» Required task
Duplicate the following lines of the data below word for word, starting with the line that contains "row: arrow drawn on whiteboard" and going on through the line that contains "Each instance of the arrow". Include both of those lines.

---------- Entries provided ----------

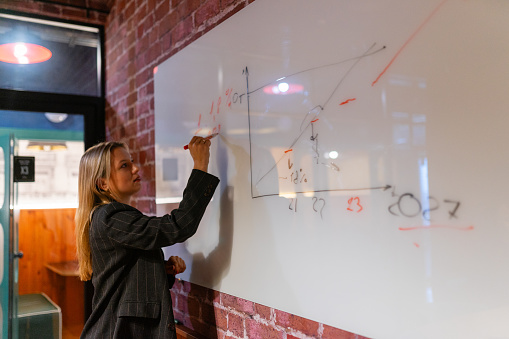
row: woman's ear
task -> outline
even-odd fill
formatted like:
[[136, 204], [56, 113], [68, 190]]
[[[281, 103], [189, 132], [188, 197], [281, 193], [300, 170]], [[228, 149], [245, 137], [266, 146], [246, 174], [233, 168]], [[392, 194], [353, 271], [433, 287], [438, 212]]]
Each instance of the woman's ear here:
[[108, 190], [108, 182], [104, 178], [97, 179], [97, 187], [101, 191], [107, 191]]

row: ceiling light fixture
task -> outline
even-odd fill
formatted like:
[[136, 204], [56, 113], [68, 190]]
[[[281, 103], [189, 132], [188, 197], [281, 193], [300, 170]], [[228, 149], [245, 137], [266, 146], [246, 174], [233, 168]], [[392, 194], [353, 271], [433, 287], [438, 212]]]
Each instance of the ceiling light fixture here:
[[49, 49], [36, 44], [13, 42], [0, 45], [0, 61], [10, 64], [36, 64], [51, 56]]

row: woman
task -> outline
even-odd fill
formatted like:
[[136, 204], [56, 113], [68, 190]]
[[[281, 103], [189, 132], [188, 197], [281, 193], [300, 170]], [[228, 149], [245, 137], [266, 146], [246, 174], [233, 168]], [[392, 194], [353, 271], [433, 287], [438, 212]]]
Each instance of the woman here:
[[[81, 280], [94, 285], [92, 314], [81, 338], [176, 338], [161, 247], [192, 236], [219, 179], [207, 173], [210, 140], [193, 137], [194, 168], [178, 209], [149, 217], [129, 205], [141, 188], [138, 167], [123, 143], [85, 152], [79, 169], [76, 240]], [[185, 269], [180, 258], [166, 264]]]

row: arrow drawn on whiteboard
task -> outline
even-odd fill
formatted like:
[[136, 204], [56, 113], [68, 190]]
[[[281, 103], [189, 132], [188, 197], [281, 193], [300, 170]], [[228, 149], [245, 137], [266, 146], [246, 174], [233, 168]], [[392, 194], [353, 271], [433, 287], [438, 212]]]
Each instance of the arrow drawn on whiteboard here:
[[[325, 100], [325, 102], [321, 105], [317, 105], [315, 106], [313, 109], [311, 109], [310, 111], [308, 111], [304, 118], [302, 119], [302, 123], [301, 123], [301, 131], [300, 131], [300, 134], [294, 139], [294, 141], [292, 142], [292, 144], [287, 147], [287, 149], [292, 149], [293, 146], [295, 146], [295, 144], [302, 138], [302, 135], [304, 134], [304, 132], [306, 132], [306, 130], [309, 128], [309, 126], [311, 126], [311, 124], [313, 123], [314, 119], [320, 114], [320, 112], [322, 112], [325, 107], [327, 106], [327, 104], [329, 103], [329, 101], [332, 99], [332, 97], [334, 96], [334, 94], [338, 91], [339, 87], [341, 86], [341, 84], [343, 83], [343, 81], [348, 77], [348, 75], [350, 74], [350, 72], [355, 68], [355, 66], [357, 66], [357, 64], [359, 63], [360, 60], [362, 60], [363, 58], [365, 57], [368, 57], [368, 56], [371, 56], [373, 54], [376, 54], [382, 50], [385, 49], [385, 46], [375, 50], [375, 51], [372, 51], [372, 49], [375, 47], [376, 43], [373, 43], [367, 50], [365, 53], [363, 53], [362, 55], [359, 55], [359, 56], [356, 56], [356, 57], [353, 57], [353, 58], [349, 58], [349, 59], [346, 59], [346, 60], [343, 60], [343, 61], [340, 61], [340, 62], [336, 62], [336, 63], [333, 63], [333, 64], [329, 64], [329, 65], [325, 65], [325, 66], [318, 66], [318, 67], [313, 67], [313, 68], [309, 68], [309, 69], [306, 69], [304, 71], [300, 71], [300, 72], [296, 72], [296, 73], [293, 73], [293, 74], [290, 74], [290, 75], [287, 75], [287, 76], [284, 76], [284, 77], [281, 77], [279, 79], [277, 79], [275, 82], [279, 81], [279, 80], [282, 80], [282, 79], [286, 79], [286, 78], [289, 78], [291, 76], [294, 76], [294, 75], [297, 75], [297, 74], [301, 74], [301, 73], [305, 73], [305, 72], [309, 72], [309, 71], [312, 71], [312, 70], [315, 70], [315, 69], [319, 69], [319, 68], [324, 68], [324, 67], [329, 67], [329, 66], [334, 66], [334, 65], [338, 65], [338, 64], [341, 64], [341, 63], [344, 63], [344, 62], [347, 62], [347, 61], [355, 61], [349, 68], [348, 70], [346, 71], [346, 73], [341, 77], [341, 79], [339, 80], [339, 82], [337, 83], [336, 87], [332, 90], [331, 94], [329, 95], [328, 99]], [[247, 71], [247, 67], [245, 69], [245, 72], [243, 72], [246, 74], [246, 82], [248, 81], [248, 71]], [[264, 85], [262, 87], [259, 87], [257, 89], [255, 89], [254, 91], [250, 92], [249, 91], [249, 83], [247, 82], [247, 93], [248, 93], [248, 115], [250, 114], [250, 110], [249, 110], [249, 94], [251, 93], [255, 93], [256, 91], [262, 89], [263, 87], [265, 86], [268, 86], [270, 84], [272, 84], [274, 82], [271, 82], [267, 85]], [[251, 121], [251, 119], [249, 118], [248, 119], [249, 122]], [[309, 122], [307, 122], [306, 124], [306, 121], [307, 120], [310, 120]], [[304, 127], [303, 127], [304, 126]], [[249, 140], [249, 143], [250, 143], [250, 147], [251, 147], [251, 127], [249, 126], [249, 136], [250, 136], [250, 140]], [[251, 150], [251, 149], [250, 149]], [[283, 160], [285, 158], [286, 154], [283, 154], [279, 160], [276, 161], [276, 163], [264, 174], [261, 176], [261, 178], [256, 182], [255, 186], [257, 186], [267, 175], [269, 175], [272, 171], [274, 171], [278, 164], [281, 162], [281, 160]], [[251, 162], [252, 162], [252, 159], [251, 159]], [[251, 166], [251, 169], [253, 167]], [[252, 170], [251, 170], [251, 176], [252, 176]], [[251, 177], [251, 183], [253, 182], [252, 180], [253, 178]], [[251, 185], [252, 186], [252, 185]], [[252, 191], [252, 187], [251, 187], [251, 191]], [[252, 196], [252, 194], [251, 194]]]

----------

» Response to the exercise
row: arrow drawn on whiteboard
task -> outline
even-odd fill
formatted like:
[[136, 204], [56, 113], [68, 190]]
[[[281, 103], [189, 132], [188, 197], [281, 193], [300, 170]], [[228, 149], [245, 137], [266, 146], [246, 174], [233, 168]], [[392, 194], [353, 271], [433, 287], [438, 212]]]
Each instance of the arrow drawn on whiteboard here:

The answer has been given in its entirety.